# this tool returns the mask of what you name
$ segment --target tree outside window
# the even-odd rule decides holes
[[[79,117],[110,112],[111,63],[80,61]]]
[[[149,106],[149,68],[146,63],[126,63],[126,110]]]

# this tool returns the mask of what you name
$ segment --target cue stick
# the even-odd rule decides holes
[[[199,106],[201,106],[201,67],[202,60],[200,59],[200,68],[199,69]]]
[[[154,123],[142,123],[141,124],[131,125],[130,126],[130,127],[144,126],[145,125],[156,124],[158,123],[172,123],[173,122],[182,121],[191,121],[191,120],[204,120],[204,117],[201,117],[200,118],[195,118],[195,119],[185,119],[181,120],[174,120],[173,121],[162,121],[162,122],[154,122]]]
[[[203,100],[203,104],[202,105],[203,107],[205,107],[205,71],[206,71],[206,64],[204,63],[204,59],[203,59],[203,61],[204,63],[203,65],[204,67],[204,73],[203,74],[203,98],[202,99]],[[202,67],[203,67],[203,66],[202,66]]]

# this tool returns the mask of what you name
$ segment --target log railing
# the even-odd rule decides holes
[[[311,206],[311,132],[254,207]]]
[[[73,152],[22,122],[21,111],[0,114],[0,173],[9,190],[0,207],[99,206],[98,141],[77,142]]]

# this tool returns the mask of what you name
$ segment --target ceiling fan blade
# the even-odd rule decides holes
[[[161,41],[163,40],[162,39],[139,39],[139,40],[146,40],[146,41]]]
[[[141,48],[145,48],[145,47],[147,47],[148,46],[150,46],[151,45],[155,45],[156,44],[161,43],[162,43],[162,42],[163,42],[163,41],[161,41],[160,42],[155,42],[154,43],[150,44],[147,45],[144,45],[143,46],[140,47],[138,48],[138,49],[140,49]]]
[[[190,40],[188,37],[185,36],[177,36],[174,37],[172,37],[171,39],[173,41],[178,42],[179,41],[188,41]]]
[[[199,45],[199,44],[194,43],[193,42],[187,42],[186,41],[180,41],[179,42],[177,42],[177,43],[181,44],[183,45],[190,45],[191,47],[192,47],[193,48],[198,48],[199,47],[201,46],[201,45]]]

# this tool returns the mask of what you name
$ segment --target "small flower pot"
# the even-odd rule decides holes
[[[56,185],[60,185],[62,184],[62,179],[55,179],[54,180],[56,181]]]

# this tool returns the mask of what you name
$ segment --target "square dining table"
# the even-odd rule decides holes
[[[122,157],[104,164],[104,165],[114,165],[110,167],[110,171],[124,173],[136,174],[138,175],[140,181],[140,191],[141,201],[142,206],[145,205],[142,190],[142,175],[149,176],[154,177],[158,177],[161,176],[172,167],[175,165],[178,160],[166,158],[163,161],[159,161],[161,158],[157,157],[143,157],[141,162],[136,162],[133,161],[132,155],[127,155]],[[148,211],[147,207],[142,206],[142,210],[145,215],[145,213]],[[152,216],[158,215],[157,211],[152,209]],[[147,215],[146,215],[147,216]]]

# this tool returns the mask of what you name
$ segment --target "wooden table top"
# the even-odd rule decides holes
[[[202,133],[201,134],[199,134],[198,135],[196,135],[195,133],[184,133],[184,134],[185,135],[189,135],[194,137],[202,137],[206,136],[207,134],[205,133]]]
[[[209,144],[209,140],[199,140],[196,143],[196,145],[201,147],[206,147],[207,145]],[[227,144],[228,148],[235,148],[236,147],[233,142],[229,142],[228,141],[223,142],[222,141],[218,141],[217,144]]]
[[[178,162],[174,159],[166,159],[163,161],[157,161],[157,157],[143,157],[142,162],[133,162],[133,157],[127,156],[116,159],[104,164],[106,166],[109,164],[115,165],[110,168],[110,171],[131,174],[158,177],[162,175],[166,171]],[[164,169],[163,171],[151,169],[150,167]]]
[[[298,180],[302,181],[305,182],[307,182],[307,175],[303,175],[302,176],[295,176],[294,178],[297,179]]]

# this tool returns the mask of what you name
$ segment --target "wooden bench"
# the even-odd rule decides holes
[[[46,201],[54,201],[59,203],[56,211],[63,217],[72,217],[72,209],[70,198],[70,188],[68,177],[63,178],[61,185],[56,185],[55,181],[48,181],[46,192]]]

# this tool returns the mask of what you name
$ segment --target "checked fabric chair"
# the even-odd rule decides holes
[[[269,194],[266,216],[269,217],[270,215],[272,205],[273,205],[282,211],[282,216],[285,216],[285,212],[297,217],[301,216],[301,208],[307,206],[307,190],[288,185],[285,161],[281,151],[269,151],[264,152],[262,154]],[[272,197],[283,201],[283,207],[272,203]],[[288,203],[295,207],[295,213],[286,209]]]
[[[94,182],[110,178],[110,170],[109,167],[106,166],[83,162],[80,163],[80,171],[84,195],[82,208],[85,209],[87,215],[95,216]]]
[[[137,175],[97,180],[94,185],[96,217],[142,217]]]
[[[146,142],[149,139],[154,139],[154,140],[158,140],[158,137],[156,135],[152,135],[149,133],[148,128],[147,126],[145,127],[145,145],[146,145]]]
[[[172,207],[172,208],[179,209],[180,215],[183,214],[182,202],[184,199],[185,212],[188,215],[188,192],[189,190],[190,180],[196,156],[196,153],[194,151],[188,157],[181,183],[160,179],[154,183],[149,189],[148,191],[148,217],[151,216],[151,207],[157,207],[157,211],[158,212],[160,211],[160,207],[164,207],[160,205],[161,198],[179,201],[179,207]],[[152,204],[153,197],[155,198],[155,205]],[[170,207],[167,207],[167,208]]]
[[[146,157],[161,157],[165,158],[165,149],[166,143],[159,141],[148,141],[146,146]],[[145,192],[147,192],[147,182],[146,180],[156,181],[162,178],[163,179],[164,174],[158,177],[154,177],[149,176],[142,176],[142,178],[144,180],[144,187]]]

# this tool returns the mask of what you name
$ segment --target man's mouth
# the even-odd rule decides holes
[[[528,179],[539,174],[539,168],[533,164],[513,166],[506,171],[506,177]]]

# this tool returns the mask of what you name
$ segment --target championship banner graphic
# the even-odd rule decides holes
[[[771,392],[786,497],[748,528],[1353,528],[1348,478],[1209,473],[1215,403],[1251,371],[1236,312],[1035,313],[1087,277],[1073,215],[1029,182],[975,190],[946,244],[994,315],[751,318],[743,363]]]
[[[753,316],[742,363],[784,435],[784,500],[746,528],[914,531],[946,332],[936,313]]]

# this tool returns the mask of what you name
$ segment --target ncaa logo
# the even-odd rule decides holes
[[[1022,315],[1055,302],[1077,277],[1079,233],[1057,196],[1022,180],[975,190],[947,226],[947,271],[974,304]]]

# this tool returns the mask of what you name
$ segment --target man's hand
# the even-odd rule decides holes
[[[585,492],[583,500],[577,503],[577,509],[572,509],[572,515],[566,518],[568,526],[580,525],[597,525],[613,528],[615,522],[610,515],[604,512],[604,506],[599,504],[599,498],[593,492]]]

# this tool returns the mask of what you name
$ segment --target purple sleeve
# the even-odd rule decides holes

───

• **Alıştırma görevi**:
Yukarıdaki girdilerin tamamını yeniden yazın; "even-odd" geçen her yere "nonzero" koyun, başka hiçbir şeyi değiştirmeyin.

• **Yanıt**:
# this tool returns the mask of what you name
$ segment --target tree outside window
# the nonzero rule decides holes
[[[79,117],[110,112],[111,63],[80,61]]]
[[[149,106],[149,68],[146,63],[126,63],[126,110]]]

# this tool returns the mask of what you name
$ segment --target cue stick
# the nonzero rule decides holes
[[[199,106],[201,106],[201,67],[202,60],[200,59],[200,68],[199,69]]]
[[[154,123],[142,123],[141,124],[131,125],[130,126],[130,127],[144,126],[145,125],[156,124],[158,123],[172,123],[173,122],[182,121],[191,121],[191,120],[204,120],[204,117],[201,117],[200,118],[195,118],[195,119],[185,119],[181,120],[174,120],[173,121],[162,121],[162,122],[154,122]]]
[[[203,100],[203,104],[202,105],[203,107],[205,107],[205,71],[206,71],[206,64],[204,63],[204,59],[203,59],[203,61],[204,63],[203,65],[204,67],[204,73],[203,74],[203,98],[202,99]],[[202,67],[203,67],[203,66],[202,66]]]

# this tool returns the mask of what you name
$ segment --target log railing
# the nonzero rule decides holes
[[[311,206],[311,132],[254,207]]]
[[[73,152],[22,122],[21,111],[0,114],[0,173],[9,190],[0,207],[99,206],[98,141],[77,142]]]

# this tool returns the mask of what you name
$ segment --target ceiling fan blade
# the nonzero rule decides holes
[[[161,41],[163,40],[162,39],[139,39],[139,40],[146,40],[146,41]]]
[[[141,48],[145,48],[145,47],[147,47],[148,46],[150,46],[151,45],[155,45],[156,44],[161,43],[162,43],[162,42],[163,42],[163,41],[161,41],[160,42],[155,42],[154,43],[150,44],[147,45],[144,45],[143,46],[140,47],[138,48],[138,49],[140,49]]]
[[[190,40],[188,37],[185,36],[177,36],[174,37],[172,37],[171,39],[173,41],[178,42],[179,41],[188,41]]]
[[[199,45],[199,44],[194,43],[193,42],[187,42],[186,41],[180,41],[179,42],[177,42],[177,43],[181,44],[183,45],[190,45],[191,47],[192,47],[193,48],[198,48],[199,47],[201,46],[201,45]]]

# this tool returns the mask of what you name
$ segment --target "small flower pot"
# the nonzero rule decides holes
[[[56,185],[60,185],[62,184],[62,179],[55,179],[54,180],[56,181]]]

# this tool returns the mask of what you name
$ segment --target "square dining table"
# the nonzero rule decides holes
[[[122,157],[104,164],[104,165],[114,165],[110,167],[110,171],[124,173],[136,174],[138,175],[140,181],[140,191],[141,201],[142,206],[145,205],[142,190],[142,175],[149,176],[154,177],[158,177],[161,176],[172,167],[175,165],[178,160],[166,158],[163,161],[159,161],[161,158],[157,157],[143,157],[141,162],[136,162],[133,161],[132,155],[127,155]],[[148,211],[147,207],[142,206],[142,210],[145,215],[145,213]],[[152,216],[158,215],[157,211],[152,209]],[[147,215],[146,215],[147,216]]]

# this tool returns the mask of what you name
$ segment --target "wooden table top"
# the nonzero rule decides holes
[[[202,133],[201,134],[199,134],[198,135],[196,135],[195,133],[184,133],[184,134],[185,135],[189,135],[194,137],[202,137],[206,136],[207,134],[205,133]]]
[[[209,144],[209,140],[199,140],[196,143],[196,145],[201,147],[206,147],[207,145]],[[227,144],[228,148],[235,148],[236,147],[233,142],[229,142],[228,141],[223,142],[222,141],[218,141],[217,144]]]
[[[178,162],[174,159],[166,159],[163,161],[157,161],[157,157],[143,157],[142,162],[133,162],[133,157],[127,156],[116,159],[104,164],[106,166],[109,164],[115,165],[110,168],[110,171],[131,174],[158,177],[162,175],[166,171]],[[164,169],[163,171],[151,169],[150,167]]]
[[[298,180],[302,181],[305,182],[307,182],[307,175],[303,175],[302,176],[295,176],[294,178],[297,179]]]

# this tool returns the mask of what you name
$ segment --target "wooden bench"
# the nonzero rule decides holes
[[[46,201],[54,201],[59,203],[56,211],[63,217],[72,217],[72,209],[70,198],[70,188],[68,177],[63,178],[61,185],[56,185],[55,181],[48,181],[46,192]]]

# this tool returns the mask of what you name
$ segment --target "checked fabric chair"
# the nonzero rule decides holes
[[[269,194],[266,216],[269,217],[270,215],[272,205],[273,205],[282,211],[282,216],[285,216],[285,212],[297,217],[301,216],[301,208],[307,206],[307,190],[288,185],[285,161],[281,151],[269,151],[264,152],[262,154]],[[272,197],[283,201],[283,207],[272,203]],[[288,203],[295,207],[295,213],[286,209]]]
[[[94,182],[110,178],[110,170],[109,167],[106,166],[83,162],[80,163],[80,171],[84,195],[82,208],[85,209],[87,215],[95,216]]]
[[[137,175],[97,180],[94,185],[96,217],[142,217]]]
[[[146,142],[149,139],[154,139],[154,140],[158,140],[158,137],[156,135],[152,135],[149,133],[148,128],[147,126],[145,127],[145,145],[146,145]]]
[[[172,207],[172,208],[179,209],[180,215],[183,214],[182,202],[184,199],[185,212],[188,215],[188,192],[189,190],[190,180],[196,156],[196,153],[194,151],[188,157],[181,183],[160,179],[154,183],[149,189],[148,191],[148,217],[151,216],[151,207],[157,207],[157,211],[158,212],[160,211],[160,207],[164,207],[160,205],[161,198],[179,201],[179,207]],[[152,204],[153,197],[155,198],[155,205]],[[170,207],[167,207],[167,208]]]
[[[146,157],[161,157],[165,158],[165,149],[166,143],[159,141],[148,141],[146,146]],[[145,192],[147,192],[147,182],[146,180],[156,181],[162,178],[163,179],[164,174],[158,177],[154,177],[149,176],[142,176],[142,178],[144,180],[144,187]]]

# this tool returns the mask of what you name
$ segment --target man's mouth
# the nonzero rule decides holes
[[[528,179],[539,174],[539,168],[533,164],[513,166],[506,171],[506,177]]]

# this tool returns the mask of what you name
$ segment --target championship banner graphic
# the nonzero rule decides holes
[[[771,392],[786,497],[748,528],[1353,528],[1348,478],[1209,473],[1215,403],[1251,371],[1236,312],[1035,313],[1087,277],[1073,215],[1029,182],[975,190],[946,244],[994,315],[751,318],[743,363]]]
[[[753,316],[742,363],[784,435],[784,500],[746,528],[914,531],[946,332],[936,313]]]

# this tool returns the mask of what you name
$ segment --target ncaa logo
# the nonzero rule decides holes
[[[1022,315],[1055,302],[1077,277],[1079,233],[1057,196],[1022,180],[975,190],[947,226],[947,271],[974,304]]]

# this tool returns the mask of what you name
$ segment --target man's hand
# the nonzero rule decides holes
[[[585,492],[583,500],[577,503],[577,509],[572,509],[572,515],[566,518],[568,526],[580,525],[597,525],[613,528],[615,522],[610,515],[604,512],[604,506],[599,504],[599,498],[593,492]]]

# this tool returns the mask of what you name
$ segment --target purple sleeve
# the nonzero rule decides holes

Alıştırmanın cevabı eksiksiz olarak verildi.